» EXERCISE REQUIREMENTS
Translate into French the following sentence from the abstract on fiber tract changes after temporal lobe surgery: "Temporal lobe resection is an effective treatment for pharmacoresistant forms of temporal lobe epilepsy (TLE) with unilateral hippocampal sclerosis."

» PASSAGE SHOWN
PROGRESSIVE FIBER TRACT AFFECTIONS AFTER TEMPORAL LOBE SURGERY
Abstract number :
2.148
Submission category :
5. Neuro Imaging
Year :
2012
Submission ID :
16083
Source :
www.aesnet.org
Presentation date :
11/30/2012 12:00:00 AM
Published date :
Sep 6, 2012, 12:16 PM
Authors :
J. Faber, J. C. Schoene-Bake, P. Trautner, M. von Lehe, C. E. Elger, B. Weber,
Rationale: Temporal lobe resection is an effective treatment for pharmacoresistant forms of temporal lobe epilepsy (TLE) with unilateral hippocampal sclerosis. Several studies reported changes in the white matter architecture following temporal lobe resections in patients with TLE at short intervals after surgery. To investigate how the Fractional Anisotropy, as a marker for the integrity and strength of white matter fiber tracts, develops after surgery, we included left-sided TLE patients before and at two different times after surgery (3-6 months and about 12 months) and investigated the diffusion weighted MR images applying Tract-based spatial statistics (TBSS). Methods: We investigated 20 patients with intractable left-sided TLE by applying TBSS on diffusion weighted MR images aquired before and after temporal lobe resection. The patients were scanned postoperative at an early (about 4 months, range 3-6 months; N13) and a late (about 12 months, range 10-23 months; N13) interval after surgery to investigate the postsurgical plasticity. Results: We observed an ongoing loss of fiber tract integrity mainly in the ipsilateral temporal fiber tracts: hippocampal part of the cingulum, stria terminalis of the fornix and in the late group also the uncinate fasciculus. In the late postoperative outcome group a significantly more widespread pattern of FA reduction in comparison to the preoperative data was observed than in the early postoperative scans. Conclusions: Our results suggests that the decline of white matter tracts directly associated to the resected epileptogenic focus is continuing over at least one year after surgery. Thus, our data shows that the remodeling of brain connectivity after surgical interventions continues and that structural alterations and modifications of the white matter architecture are progressive and long lasting. The remodelling seems to be essentially but not solely characterized by the loss of fiber tract integrity. Further longitudinal studies including larger sample sizes investigated over prolonged time periods after surgery are needed to identify the time course of white matter remodelling after TLE surgery in detail and its association to seizure and cognitive outcome.

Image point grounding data
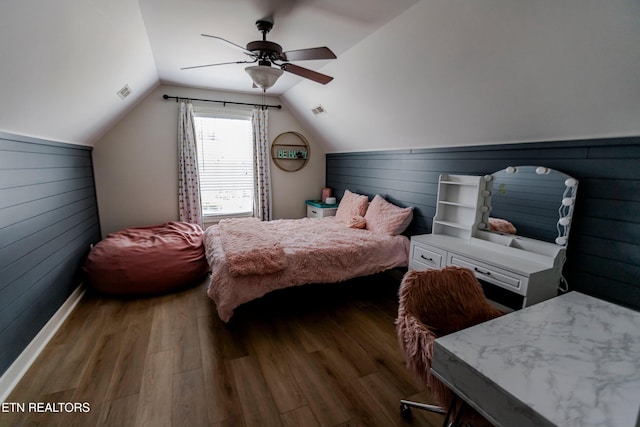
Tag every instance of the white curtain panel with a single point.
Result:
(261, 166)
(189, 204)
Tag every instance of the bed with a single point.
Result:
(249, 258)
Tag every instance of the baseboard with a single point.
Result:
(19, 367)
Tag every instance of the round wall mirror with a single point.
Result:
(290, 151)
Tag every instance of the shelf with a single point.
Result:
(472, 184)
(453, 224)
(461, 205)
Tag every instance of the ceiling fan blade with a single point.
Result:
(306, 54)
(220, 63)
(231, 44)
(307, 73)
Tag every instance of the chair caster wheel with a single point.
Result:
(405, 411)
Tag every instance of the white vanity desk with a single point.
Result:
(514, 271)
(511, 277)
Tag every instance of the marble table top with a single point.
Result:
(573, 360)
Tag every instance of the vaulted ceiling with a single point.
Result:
(409, 73)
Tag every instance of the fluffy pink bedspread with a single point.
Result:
(317, 250)
(250, 248)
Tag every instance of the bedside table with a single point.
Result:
(317, 209)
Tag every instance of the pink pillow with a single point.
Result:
(387, 218)
(357, 221)
(351, 205)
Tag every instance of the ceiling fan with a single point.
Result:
(267, 53)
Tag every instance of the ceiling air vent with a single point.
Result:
(318, 110)
(124, 92)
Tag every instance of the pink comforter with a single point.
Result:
(318, 250)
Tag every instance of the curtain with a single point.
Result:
(189, 204)
(261, 165)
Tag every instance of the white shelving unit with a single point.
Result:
(514, 271)
(462, 205)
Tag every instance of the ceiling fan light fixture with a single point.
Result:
(264, 76)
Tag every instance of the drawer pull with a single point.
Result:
(486, 273)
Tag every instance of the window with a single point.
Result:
(225, 164)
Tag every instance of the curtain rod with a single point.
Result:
(224, 103)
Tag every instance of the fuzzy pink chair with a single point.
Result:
(434, 303)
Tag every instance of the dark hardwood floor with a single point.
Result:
(317, 355)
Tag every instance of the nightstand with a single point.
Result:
(317, 209)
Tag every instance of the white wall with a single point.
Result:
(460, 72)
(136, 163)
(62, 62)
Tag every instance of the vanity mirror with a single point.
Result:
(537, 200)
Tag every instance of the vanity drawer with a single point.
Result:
(491, 274)
(425, 257)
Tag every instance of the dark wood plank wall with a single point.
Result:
(48, 219)
(604, 246)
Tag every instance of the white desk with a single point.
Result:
(573, 360)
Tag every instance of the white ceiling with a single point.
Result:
(409, 73)
(174, 29)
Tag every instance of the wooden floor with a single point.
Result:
(317, 355)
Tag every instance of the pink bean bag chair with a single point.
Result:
(147, 260)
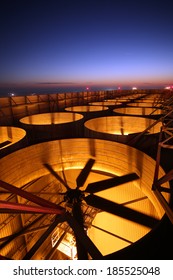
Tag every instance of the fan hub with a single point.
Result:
(73, 196)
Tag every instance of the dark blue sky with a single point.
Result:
(69, 42)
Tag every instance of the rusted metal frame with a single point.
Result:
(165, 178)
(164, 204)
(53, 250)
(44, 236)
(12, 207)
(158, 156)
(29, 196)
(157, 188)
(136, 138)
(112, 234)
(23, 231)
(84, 239)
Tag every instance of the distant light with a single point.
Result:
(11, 94)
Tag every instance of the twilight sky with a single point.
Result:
(110, 43)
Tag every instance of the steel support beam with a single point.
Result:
(12, 207)
(29, 196)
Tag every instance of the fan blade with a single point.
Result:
(56, 175)
(84, 173)
(119, 210)
(104, 173)
(43, 237)
(110, 183)
(29, 196)
(84, 239)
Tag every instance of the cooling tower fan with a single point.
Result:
(70, 210)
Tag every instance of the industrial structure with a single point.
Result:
(86, 175)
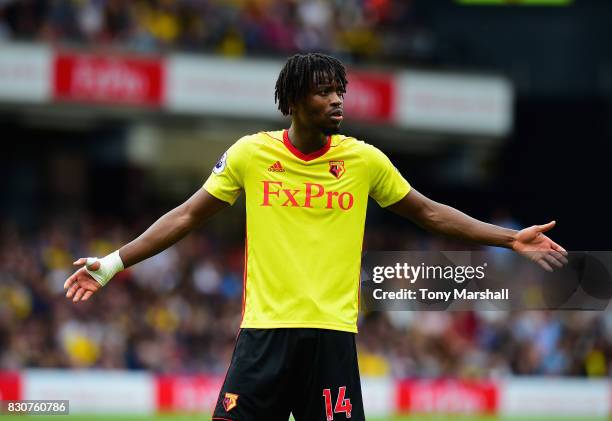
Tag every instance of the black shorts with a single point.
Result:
(312, 373)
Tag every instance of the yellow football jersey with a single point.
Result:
(305, 222)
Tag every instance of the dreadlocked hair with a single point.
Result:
(301, 72)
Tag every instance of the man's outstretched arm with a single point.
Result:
(442, 219)
(166, 231)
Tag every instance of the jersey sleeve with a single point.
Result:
(227, 178)
(387, 186)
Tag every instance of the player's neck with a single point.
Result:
(306, 140)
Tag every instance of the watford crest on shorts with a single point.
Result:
(336, 168)
(230, 401)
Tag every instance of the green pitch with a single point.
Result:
(203, 417)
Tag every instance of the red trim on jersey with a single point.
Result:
(244, 275)
(301, 155)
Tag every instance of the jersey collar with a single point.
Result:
(305, 156)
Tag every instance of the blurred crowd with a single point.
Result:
(180, 311)
(352, 29)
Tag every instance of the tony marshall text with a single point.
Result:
(426, 294)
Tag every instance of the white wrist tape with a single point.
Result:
(109, 266)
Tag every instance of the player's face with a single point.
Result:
(322, 107)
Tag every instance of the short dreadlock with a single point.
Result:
(300, 73)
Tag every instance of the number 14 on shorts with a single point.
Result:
(343, 405)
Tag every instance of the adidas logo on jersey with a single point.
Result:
(276, 167)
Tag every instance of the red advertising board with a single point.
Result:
(108, 79)
(370, 96)
(447, 396)
(10, 386)
(188, 393)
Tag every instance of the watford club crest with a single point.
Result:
(230, 401)
(337, 168)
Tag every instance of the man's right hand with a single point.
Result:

» EXERCISE RESULT
La résection du lobe temporal est un traitement efficace des formes pharmacorésistantes de l'épilepsie du lobe temporal (ELT) avec sclérose hippocampique unilatérale.